-- START Text section --

Shabu Shabu is a Japanese dish I have always wanted to try back in the states but did not get around to it. I never tried Hot Pot either; therefore, more than the buffet I was excited to try the Shabu Shabu. The restaurant offered two different soup bases: spicy and non-spicy. We chose non-spicy and as I sipped on the soup it had a slight anchovy soup base, which I really enjoy as my mom would make majority of the Korean soup bases back at home with anchovies rather than pork. As the soup was starting to boil we began adding the meat and the various vegetables and toppings from the buffet table. We added mushrooms, tons and tons of green vegetable, rice cakes with cheese in the middle, fishcakes, pumpkin, and bean sprouts. The hidden gem to this restaurant was that with the ingredients inside the Shabu Shabu we have to make wraps. In Korea nowadays 월남쌈 (wellnamssam, direct translation), also known as Vietnamese Spring Rolls, are gaining popularity because it is healthy but easy to make. Although, it is a cardinal rule to never play with your food I think this is the one scenario in which there can be an exception made.
The process to making a Spring Roll/Wrap:
- Pick up one colorful wrap and dunk it in the liquid. The restaurant offered pink, yellow, and white wraps. The liquid they gave us to dip our wraps in was pink. The liquid would allow the wrap to become soft.
- Once the wrap becomes soft, start stuffing food into your wrap.
- Close your wrap, anyway you want. Imagination is endless!
- Dip it in sauce. This step can be done before three, if you want the sauce on the inside not the outside. We were offered three different sauces: peanut sauce, hot sauce, and fish sauce.

-- END Text section --
-- START Provided data --

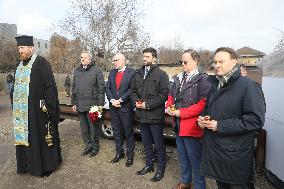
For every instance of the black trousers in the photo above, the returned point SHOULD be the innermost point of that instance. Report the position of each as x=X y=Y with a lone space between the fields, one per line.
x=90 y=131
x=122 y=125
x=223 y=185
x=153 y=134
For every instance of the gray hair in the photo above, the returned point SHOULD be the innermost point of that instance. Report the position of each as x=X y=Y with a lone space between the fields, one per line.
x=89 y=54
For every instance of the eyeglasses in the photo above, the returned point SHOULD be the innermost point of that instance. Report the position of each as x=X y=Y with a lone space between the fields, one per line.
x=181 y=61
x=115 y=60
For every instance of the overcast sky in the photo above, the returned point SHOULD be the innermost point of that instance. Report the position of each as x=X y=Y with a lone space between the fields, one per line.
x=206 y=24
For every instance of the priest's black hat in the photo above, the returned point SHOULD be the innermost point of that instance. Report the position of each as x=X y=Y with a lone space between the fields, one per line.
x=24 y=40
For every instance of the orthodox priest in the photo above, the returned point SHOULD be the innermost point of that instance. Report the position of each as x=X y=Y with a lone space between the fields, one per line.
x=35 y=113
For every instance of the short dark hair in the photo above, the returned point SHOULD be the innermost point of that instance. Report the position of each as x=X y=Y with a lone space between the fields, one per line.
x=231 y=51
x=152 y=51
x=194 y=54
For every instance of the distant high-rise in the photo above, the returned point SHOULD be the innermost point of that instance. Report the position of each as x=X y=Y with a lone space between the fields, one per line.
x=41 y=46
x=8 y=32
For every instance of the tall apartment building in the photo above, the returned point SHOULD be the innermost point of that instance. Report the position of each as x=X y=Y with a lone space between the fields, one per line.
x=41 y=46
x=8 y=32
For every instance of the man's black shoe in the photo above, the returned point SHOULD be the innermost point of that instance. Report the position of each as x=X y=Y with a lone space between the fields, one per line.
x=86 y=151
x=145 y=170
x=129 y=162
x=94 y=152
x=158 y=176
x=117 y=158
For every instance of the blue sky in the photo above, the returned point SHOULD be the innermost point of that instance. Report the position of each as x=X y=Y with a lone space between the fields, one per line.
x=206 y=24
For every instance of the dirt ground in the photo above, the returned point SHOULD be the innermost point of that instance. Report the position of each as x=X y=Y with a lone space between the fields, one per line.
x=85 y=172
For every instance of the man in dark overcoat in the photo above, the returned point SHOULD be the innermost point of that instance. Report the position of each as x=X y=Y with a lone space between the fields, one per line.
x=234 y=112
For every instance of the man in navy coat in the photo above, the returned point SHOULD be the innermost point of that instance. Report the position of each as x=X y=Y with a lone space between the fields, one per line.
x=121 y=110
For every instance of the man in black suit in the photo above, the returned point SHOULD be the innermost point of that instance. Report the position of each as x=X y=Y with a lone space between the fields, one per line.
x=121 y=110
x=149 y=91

-- END Provided data --

Task instructions
Retype the stretch of the Shabu Shabu text from "The process to" through "to become soft.", word for word. The data block has no connection to the text about the Shabu Shabu meal.

Response
The process to making a Spring Roll/Wrap:
- Pick up one colorful wrap and dunk it in the liquid. The restaurant offered pink, yellow, and white wraps. The liquid they gave us to dip our wraps in was pink. The liquid would allow the wrap to become soft.